> _DATA PROVIDED_
★ ★ ★ ★
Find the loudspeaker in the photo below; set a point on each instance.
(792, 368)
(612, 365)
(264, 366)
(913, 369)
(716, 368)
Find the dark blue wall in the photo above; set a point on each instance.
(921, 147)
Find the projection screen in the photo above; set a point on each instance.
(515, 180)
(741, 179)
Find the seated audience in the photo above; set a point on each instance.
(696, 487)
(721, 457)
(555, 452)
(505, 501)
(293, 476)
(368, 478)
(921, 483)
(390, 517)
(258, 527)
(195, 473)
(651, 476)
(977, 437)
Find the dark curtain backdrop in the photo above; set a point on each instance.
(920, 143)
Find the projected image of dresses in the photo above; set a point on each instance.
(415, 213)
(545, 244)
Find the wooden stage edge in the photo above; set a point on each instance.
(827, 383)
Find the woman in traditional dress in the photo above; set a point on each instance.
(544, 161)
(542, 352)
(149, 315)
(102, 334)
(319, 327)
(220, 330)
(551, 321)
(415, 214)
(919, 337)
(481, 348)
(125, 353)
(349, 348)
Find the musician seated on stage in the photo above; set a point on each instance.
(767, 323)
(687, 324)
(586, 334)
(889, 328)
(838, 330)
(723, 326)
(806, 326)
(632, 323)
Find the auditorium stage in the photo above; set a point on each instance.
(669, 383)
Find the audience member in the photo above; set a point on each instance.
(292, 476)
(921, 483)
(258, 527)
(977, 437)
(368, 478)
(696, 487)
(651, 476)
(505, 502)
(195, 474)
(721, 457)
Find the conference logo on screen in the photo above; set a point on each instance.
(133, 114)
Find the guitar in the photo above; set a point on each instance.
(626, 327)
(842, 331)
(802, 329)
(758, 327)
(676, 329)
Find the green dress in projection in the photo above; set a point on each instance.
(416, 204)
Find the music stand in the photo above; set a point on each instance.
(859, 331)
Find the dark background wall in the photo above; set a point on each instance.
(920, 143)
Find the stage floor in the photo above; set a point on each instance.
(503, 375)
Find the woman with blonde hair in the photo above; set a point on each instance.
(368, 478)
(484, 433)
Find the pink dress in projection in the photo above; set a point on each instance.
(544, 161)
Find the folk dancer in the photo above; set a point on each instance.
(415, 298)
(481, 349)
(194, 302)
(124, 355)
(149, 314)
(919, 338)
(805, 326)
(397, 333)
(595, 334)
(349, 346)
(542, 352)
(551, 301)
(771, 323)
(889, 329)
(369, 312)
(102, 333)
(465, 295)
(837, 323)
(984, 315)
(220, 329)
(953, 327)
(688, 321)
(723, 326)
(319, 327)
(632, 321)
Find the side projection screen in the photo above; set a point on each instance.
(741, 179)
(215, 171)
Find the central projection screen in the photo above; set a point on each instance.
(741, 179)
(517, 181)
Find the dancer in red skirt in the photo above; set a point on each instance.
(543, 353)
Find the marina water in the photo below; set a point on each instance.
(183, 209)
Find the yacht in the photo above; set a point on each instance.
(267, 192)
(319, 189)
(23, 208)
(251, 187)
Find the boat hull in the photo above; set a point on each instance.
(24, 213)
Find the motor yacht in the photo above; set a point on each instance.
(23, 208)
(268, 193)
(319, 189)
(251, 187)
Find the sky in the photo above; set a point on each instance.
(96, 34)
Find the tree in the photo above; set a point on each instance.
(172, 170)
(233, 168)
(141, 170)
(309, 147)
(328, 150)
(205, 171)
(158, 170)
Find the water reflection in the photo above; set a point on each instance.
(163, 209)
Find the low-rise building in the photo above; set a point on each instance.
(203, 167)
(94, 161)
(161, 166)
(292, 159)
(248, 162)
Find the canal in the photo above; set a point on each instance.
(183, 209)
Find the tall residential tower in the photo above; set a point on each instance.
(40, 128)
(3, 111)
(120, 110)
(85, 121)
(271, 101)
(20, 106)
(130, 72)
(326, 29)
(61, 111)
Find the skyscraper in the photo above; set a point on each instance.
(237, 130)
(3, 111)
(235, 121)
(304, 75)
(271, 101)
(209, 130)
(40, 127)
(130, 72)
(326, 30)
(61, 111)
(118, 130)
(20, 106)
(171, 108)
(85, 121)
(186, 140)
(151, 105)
★ ★ ★ ★
> _WRITTEN PROBLEM_
Type out the entries again, word for word.

> _THE OUTPUT_
Find the loudspeaker in the photo below; set a point on each instance.
(792, 368)
(612, 365)
(264, 366)
(913, 369)
(716, 368)
Find the dark blue wall in the photo above; set a point on each instance.
(921, 147)
Find the projection screen in the photo above; set a point on each instance.
(515, 180)
(741, 179)
Find the seated audience in the photo above; set a point on each instance.
(696, 487)
(721, 457)
(555, 452)
(505, 501)
(293, 476)
(368, 478)
(921, 483)
(390, 517)
(258, 527)
(195, 473)
(651, 476)
(977, 437)
Find the dark curtain backdrop in the photo above; set a point on each instance.
(920, 143)
Find the projected image of dresses in the photo above; set a point on each instance.
(415, 213)
(545, 244)
Find the wooden stage edge in the photo above; set a point on each instance.
(827, 383)
Find the woman in traditional dress in the photo above; set a point on each instance.
(544, 161)
(542, 352)
(149, 315)
(102, 334)
(319, 327)
(220, 330)
(551, 321)
(415, 214)
(919, 337)
(481, 348)
(125, 353)
(349, 348)
Find the musician seated on stage in the photo above; set a point on each instance.
(767, 323)
(687, 324)
(586, 334)
(889, 328)
(838, 330)
(723, 326)
(806, 326)
(632, 323)
Find the auditorium stage in the photo above; set a point on each instance.
(669, 383)
Find the audience member in the photo above; set a point on each instance.
(292, 476)
(921, 483)
(258, 527)
(977, 437)
(368, 478)
(696, 487)
(651, 476)
(505, 502)
(195, 474)
(721, 457)
Find the conference logo on screen in the photo above; set a point on each instance.
(133, 114)
Find the guitar in the photo above; set a point on each instance.
(626, 327)
(842, 331)
(802, 329)
(758, 327)
(676, 329)
Find the green dress in projection in the photo above; set a point on each instance.
(416, 204)
Find the music stand in the photo above; set a point on each instance.
(859, 331)
Find the dark background wall in the photo above; set a point on each instance.
(920, 143)
Find the stage floor in the photo above; set a point on each instance.
(503, 375)
Find the woman with blonde hair in the photo above; set a point on each instance.
(368, 478)
(484, 433)
Find the pink dress in projection in the photo above; set a point on each instance.
(544, 161)
Find the folk dancer in the photo above; set a point on each instance.
(415, 298)
(481, 349)
(194, 302)
(124, 355)
(149, 314)
(919, 338)
(805, 326)
(397, 333)
(595, 334)
(349, 346)
(542, 352)
(551, 301)
(771, 323)
(889, 329)
(369, 312)
(102, 333)
(465, 295)
(837, 323)
(984, 315)
(220, 329)
(953, 327)
(688, 321)
(723, 326)
(319, 327)
(632, 321)
Find the side projection screen in the photo above; set a point on each instance.
(741, 179)
(215, 171)
Find the central projection screen in the photo above; set a point on each instance.
(741, 179)
(517, 181)
Find the dancer in red skirt in the photo above; set a point on each instance.
(543, 353)
Find the marina water in the photo below; set a point on each instance.
(183, 209)
Find the yacht in the photo above; set a point on each instance.
(267, 192)
(319, 189)
(23, 208)
(251, 187)
Find the boat hull in the photo above; set a point on each instance.
(24, 213)
Find the motor yacht in the photo above; set a point on each instance.
(23, 208)
(268, 193)
(319, 189)
(251, 187)
Find the sky in the photo above; set a point on each instance.
(96, 34)
Find the tree in the photo above; set a point on each instance.
(172, 170)
(233, 168)
(141, 170)
(309, 147)
(328, 150)
(205, 171)
(158, 170)
Find the water reflection in the photo above; set a point on each instance.
(163, 209)
Find the low-rise building in the photo above; set a point on each instance.
(203, 167)
(94, 161)
(161, 166)
(292, 159)
(248, 162)
Find the canal in the photo above; set a point on each instance.
(183, 209)
Find the tall residential tower in the photo above; set a point on each instance.
(40, 128)
(3, 111)
(120, 110)
(85, 121)
(271, 101)
(20, 106)
(130, 72)
(326, 29)
(61, 111)
Find the skyscraper in the photo above; set a point on each instance.
(237, 130)
(3, 111)
(235, 121)
(304, 75)
(271, 101)
(209, 130)
(40, 127)
(130, 72)
(326, 30)
(61, 111)
(118, 130)
(20, 106)
(171, 108)
(85, 121)
(186, 140)
(151, 105)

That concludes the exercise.